■ Required work
Reproduce every one of the records below word for word, leaving the pictures out of your answer.

■ Pointing entries for labeled objects
----------------
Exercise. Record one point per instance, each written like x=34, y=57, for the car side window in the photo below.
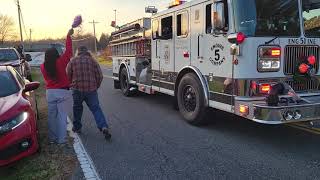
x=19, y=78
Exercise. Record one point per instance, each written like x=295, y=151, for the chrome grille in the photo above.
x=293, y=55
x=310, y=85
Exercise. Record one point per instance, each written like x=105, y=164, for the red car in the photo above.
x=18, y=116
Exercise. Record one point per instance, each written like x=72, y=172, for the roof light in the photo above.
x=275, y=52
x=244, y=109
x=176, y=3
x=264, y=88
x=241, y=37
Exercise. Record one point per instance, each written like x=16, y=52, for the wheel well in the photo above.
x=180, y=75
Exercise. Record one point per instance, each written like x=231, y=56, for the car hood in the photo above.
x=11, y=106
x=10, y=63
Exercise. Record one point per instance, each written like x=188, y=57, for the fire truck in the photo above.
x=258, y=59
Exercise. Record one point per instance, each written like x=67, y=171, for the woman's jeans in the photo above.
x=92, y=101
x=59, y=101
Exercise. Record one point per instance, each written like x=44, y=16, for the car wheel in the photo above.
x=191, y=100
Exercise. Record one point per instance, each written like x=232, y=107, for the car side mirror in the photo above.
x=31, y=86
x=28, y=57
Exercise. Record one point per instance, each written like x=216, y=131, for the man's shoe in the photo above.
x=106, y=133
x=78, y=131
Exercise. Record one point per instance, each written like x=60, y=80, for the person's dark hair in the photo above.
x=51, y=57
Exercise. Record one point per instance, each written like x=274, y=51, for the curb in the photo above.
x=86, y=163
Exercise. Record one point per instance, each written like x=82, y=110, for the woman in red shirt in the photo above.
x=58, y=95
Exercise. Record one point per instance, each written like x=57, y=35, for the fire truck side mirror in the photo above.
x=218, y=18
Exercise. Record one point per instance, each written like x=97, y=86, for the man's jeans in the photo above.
----------------
■ Completed task
Exercise. Record one point per instance, each written like x=34, y=57, for the car side window in the photo below.
x=19, y=78
Exercise. Record one point per instance, each written like x=295, y=151, for the chrome grille in the photo above.
x=293, y=55
x=310, y=85
Exercise. Record one point per instance, each written like x=105, y=164, for the red car in the photo above.
x=18, y=116
Exercise. Record one point per instance, each written like x=72, y=172, for the roof light in the photo above.
x=275, y=52
x=244, y=109
x=176, y=3
x=264, y=88
x=241, y=37
Exercise. Record one point per instance, each written like x=16, y=52, for the wheel well in the photo above.
x=180, y=75
Exercise. Record one point per instance, each written like x=231, y=56, for the car hood in the photo above.
x=11, y=106
x=10, y=63
Exercise. Record one point per instance, each written like x=188, y=57, for the fire truck in the photo above.
x=258, y=59
Exercise. Record one point per instance, each written like x=67, y=171, for the woman's jeans in the photo above.
x=92, y=101
x=59, y=101
Exercise. Record one point per instance, each written like x=44, y=16, for the car wheel in the photo above.
x=191, y=100
Exercise. Record one point per instance, each written like x=232, y=107, for the car side mirror in the photo above.
x=31, y=86
x=28, y=57
Exercise. Record one point per instance, each written like x=216, y=131, for the man's shoe in the photo above.
x=106, y=133
x=78, y=131
Exercise. Record one point per instance, each written like x=60, y=80, for the person's dark hair in the photo above.
x=51, y=57
Exercise. Record one point per instance, each written like x=274, y=51, for the curb in the photo above.
x=86, y=163
Exercise. Record one point per instance, each written like x=82, y=110, for the woman in red shirt in the photo above.
x=58, y=95
Exercise. Record one point per instance, each written like x=57, y=35, for the fire truck side mirror in the photo above.
x=218, y=18
Exercise. Record one point per instance, each written like x=97, y=86, for the man's jeans in the photo above.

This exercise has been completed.